• _Instructions for the task_
Please reproduce the listing below verbatim, with every line unchanged.

• _Provided records_

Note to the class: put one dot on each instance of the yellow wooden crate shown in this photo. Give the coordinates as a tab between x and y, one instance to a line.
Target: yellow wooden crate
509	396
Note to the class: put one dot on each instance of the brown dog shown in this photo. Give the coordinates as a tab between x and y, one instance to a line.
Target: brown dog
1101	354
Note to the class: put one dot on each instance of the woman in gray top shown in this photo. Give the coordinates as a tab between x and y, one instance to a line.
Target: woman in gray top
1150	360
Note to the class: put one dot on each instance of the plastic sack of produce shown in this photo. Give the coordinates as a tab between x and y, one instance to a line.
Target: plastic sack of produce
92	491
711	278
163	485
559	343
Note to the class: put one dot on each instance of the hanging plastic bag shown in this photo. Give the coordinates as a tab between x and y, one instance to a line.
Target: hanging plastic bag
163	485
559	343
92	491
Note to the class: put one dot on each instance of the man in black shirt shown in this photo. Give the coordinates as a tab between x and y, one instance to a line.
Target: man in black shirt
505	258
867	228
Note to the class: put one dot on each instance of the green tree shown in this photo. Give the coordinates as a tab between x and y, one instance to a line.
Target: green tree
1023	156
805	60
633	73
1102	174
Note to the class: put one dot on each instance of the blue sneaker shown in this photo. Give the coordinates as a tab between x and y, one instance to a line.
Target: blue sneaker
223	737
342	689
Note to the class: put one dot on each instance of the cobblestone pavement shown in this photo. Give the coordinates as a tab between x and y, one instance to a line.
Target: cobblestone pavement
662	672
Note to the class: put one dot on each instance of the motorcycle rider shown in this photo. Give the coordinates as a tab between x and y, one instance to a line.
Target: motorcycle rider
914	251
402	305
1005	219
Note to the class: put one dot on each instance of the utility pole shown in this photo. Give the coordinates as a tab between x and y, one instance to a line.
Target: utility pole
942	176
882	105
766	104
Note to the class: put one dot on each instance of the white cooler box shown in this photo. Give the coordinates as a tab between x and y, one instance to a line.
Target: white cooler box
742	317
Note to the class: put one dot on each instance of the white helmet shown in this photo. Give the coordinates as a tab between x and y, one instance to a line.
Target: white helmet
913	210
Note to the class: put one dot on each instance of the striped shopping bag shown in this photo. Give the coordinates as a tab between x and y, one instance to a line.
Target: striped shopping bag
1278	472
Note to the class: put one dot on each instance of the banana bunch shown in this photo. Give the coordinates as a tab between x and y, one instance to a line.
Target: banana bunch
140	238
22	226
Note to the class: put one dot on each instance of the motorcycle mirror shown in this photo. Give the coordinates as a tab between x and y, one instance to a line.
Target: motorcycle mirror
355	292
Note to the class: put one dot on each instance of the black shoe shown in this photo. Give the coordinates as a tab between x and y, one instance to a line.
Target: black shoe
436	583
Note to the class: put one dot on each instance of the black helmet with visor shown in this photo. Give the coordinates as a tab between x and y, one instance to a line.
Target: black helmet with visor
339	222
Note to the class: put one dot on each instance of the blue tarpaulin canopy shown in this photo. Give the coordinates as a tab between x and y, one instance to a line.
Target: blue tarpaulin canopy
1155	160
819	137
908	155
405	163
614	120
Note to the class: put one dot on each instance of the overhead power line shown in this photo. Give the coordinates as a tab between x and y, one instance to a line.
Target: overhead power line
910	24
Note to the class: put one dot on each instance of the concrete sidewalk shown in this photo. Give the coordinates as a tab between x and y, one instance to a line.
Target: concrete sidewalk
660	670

• _Result of the task_
Note to the class: put one dot on each instance of the yellow wooden crate shown in this photo. Give the coordinates as a tab between x and y, one instance to a line.
Target: yellow wooden crate
509	396
Note to the class: put one dot on each instance of the brown dog shown in this photo. Give the coordinates as a tab between x and y, one instance to a line.
Target: brown dog
1101	354
Note to the class: put one dot on each instance of the woman in gray top shown in this photo. Give the coordinates as a tab between x and y, one instance to a line.
Target: woman in gray top
1150	360
Note to the class: put one dot on each instance of the plastic sack of produce shown in this photo. Give the coordinates as a tab between x and y, one instance to a line.
Target: plastic sack of produce
92	491
711	278
163	485
559	343
Note to the class: put one dot on each instance of the hanging plastic bag shown in this photo. Give the coordinates as a tab between x and y, one instance to a line.
Target: hanging plastic bag
163	485
559	343
92	491
Note to the class: put one dot on each instance of the man in black shirt shown in this photo. Give the coordinates as a tab between x and y, one instance to a line.
Target: man in black shirt
505	258
867	228
Note to the class: put one dot on each instance of the green tree shown in this photo. Give the coordinates as a tab between x and y, one instance to a line.
Target: green tree
1023	156
805	60
633	73
1102	174
Note to the class: put one dot on each instance of the blue sneaker shown in this photo. Give the coordinates as a tab between x and y, one instance to a line.
Target: blue sneaker
223	737
342	689
Note to the class: put one dot on each instance of the cobblestone pavement shown in this photo. Give the coordinates as a tab between x and y, one instance to a line.
Target: cobblestone pavement
662	672
Note to the class: put one dot on each instance of the motorcycle rider shown in this photo. Give the coordinates as a tab between x and y, one instance to a line.
Target: motorcycle rider
914	251
402	305
1005	219
Note to the class: put one dot on each instance of the utility pole shown in this photo. Give the coordinates as a tab between x and y, one instance to a line.
Target: utility pole
942	176
882	105
766	104
Note to the class: put one dot on each instance of the white cooler box shown in this photo. Give the coordinates as a tab between x and y, one instance to a line.
Target: white cooler box
742	317
Note to the class: put one dot on each instance of the white helmet shown in this photo. Give the coordinates as a tab between x and y, one instance to a line.
Target: white helmet
913	210
Note to the class: put one dot on each instance of the striped shopping bag shown in this photo. Give the coordinates as a tab between x and y, one instance to a line.
Target: striped shopping bag
1278	472
Note to the class: put one dot on each instance of the banana bunch shown in this photo. Give the coordinates as a tab between x and y, one instance to a line.
Target: banana bunch
140	238
22	226
Note to the class: put one dot on each instance of the motorcycle mirror shown in this photo. Give the coordinates as a tab between x and y, one instance to a line.
Target: motorcycle mirror
355	292
Note to the class: put one dot on each instance of the black shoe shown in this photo. Give the coordinates as a tab between x and y, one instance to a line.
Target: black shoe
436	583
Note to the class: put one dot on each instance of the black helmet with visor shown in this photo. Give the coordinates as a tab between x and y, one instance to a line.
Target: black helmet with visor
339	222
Note to the class: put one dot on each instance of the blue tarpaulin canopy shown in this photo. Give the coordinates as a tab between x and y, one instance to a line.
Target: blue tarpaulin canopy
1155	160
819	137
908	155
405	163
614	120
Note to the class: put one dot on each instance of the overhead power line shown in this photo. Give the coordinates as a tab between x and y, one instance to a line.
Target: overhead power line
910	24
Note to the class: put one dot on each instance of the concrete sidewalk shown in this photo. Give the coordinates as a tab between x and y, one instance to a line.
Target: concrete sidewalk
660	670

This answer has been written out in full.